WORK TASK A
Using the article on Jerry Springer's speech at the Columbiana County Democratic Party rally, answer:
(i) At what venue was the rally held?
(ii) How old is Casey Johnson, and where is Casey from?
(iii) How many Americans without health insurance does Springer refer to?
WORK TASK B
In the article on Jerry Springer's rally speech, why does Springer give the president a slim advantage in November?

EAST LIVERPOOL - People who only know Jerry Springer from his nationally syndicated talk show and other television appearances would likely have been surprised by the man who spoke at a rally and fundraiser for the Columbiana County Democratic Party Friday evening at the East Liverpool Motor Lodge.
Springer was very serious indeed when discussing the Supreme Court's upholding of the Patient Protection and Affordable Health Care Act, also known as Obamacare. He commended President Barack Obama for ignoring those within the Democratic Party who warned of a political price that may be extracted in November.
"It is the decent, human thing to do, and we as Americans should all be supportive of it," he said. Putting a human dimension on the question, Springer said, "Everybody in this country, unless you're super rich, is one diagnosis away from a pre-existing condition. Everyone is one disease away from bankruptcy."
Nine-year-old Casey Johnson of Salem, far left, poses for a picture with Jerry Springer at the Get Out and Vote Rally at East Liverpool Motor Lodge.
He contrasted what he characterized the top achievement of the Obama Administration with Republican presidential candidate Mitt Romney and other Republicans' vow to overturn the law at the first opportunity. "Forget politics," he said. "Just as a human being, how do you go home and say, 'Boy, I'm so proud! Today, I took this health insurance away from people!'"
Springer also pointed out that every member of Congress, including those who opposed the law, has free government-provided health care at taxpayer cost. "How dare they use our tax dollars to take care of their families, and then say to 30 million Americans [without health insurance], '(Forget) you.'"
Springer, referencing recent opinion polls, believes that it will be a very tight race for Democrats in November, but gives a slim advantage to the president on the basis that, as the months pass, people will be less likely to vote for candidates who have pledged to rescind a law that provides them with health coverage that they may not have been eligible for previously. "I think that, in the end, will be the deciding factor," he said.

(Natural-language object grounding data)
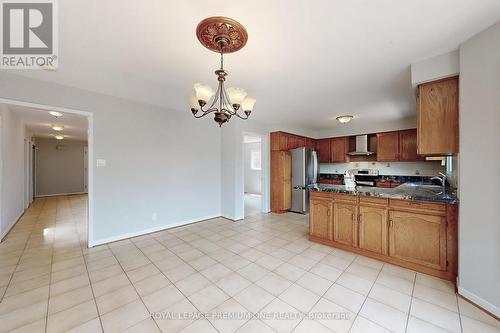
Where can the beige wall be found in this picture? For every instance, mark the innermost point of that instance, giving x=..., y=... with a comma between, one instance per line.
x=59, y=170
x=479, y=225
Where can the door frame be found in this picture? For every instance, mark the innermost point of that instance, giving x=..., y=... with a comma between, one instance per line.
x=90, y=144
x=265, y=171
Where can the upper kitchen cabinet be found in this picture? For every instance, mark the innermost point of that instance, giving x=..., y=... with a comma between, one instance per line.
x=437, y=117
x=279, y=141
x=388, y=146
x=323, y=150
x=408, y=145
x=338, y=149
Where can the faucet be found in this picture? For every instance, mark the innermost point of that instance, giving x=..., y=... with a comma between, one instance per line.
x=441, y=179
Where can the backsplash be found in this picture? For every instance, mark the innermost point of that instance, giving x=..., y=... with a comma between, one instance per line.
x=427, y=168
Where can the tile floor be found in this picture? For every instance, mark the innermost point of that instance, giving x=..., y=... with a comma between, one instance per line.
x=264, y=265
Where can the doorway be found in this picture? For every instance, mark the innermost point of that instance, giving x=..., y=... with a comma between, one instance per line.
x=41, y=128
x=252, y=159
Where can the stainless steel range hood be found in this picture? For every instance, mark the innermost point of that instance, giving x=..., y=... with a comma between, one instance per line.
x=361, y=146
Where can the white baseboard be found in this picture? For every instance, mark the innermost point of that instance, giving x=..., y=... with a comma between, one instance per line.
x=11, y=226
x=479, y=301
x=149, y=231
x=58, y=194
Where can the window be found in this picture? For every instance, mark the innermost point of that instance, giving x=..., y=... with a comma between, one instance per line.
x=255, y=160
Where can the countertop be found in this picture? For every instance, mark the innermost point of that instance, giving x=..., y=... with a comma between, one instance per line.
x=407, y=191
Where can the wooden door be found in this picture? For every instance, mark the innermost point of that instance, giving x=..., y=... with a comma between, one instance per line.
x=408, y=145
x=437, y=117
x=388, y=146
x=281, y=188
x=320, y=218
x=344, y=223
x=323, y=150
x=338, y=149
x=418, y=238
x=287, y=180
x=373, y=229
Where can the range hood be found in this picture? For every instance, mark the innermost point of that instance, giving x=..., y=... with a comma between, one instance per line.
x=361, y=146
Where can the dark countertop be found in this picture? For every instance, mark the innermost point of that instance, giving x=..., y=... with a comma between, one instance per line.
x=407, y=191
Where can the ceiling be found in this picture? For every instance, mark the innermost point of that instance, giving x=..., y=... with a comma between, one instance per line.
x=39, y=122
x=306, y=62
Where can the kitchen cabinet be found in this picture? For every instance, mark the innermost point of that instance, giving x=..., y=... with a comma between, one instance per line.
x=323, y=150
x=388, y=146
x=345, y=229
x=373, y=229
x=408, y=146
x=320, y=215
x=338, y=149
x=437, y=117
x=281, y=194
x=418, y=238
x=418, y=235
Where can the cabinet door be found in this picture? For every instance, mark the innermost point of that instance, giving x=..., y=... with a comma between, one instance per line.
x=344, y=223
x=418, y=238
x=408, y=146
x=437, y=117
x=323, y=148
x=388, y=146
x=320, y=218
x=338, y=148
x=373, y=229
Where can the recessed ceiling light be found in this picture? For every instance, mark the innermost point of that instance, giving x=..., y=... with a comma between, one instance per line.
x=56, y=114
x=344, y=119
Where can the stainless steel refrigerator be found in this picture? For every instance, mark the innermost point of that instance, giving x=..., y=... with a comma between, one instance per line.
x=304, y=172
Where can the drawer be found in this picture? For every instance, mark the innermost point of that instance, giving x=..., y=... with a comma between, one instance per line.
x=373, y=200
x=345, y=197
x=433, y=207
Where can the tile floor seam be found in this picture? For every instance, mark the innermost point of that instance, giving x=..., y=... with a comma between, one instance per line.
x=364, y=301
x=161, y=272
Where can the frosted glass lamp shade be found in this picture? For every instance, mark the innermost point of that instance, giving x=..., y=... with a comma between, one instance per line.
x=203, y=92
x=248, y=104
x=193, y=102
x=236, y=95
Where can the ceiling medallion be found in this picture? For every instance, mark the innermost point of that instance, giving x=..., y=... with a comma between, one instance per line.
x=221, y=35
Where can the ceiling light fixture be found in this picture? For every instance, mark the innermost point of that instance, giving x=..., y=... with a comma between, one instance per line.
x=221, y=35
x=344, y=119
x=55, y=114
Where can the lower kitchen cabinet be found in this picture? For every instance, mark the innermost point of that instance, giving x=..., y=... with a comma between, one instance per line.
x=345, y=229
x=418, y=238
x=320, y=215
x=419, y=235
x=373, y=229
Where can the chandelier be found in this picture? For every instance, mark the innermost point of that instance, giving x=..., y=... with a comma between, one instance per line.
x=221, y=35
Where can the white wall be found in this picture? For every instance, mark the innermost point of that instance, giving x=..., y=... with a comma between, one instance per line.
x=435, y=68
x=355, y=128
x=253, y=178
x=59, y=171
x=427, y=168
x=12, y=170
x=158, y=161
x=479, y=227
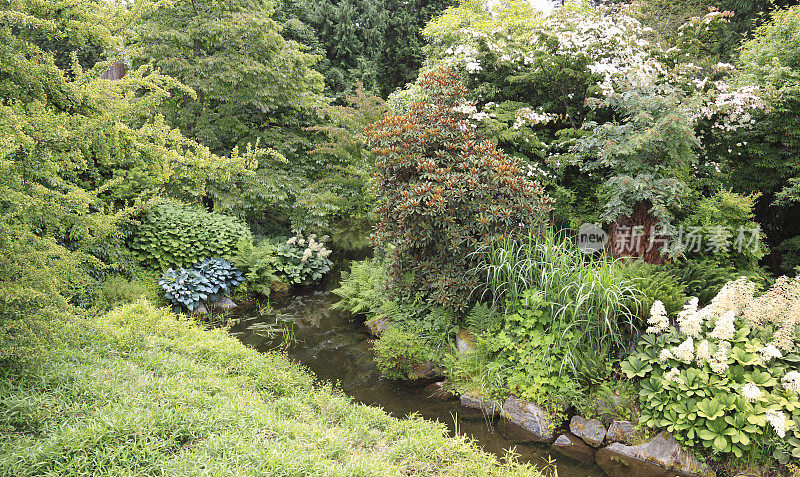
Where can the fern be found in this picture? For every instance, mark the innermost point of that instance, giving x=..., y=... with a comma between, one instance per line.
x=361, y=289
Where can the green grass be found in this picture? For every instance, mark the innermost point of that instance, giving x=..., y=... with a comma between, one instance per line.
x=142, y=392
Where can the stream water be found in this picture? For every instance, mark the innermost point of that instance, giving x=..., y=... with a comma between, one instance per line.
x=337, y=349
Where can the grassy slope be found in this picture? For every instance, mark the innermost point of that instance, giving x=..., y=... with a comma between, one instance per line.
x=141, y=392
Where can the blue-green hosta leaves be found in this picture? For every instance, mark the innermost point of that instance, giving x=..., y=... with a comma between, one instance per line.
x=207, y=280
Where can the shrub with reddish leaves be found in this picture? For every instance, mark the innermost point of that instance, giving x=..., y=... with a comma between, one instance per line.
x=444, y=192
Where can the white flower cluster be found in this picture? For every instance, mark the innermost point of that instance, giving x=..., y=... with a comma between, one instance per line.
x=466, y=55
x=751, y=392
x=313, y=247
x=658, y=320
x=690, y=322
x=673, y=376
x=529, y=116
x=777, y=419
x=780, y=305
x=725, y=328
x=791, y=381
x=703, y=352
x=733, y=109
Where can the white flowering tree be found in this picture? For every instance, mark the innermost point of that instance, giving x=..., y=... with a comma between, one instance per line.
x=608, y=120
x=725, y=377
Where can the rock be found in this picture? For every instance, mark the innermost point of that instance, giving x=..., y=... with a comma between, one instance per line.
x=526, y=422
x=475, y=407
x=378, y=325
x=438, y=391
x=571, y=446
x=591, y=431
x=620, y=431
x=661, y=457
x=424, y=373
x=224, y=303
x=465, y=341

ANSWER SPACE A
(i) The East Liverpool Motor Lodge.
(ii) Nine years old, from Salem.
(iii) 30 million.

ANSWER SPACE B
He expects that, as the months pass, people will be less likely to vote for candidates who have pledged to rescind a law that provides them with health coverage. They may not have been eligible for that coverage before. He thinks this will be the deciding factor.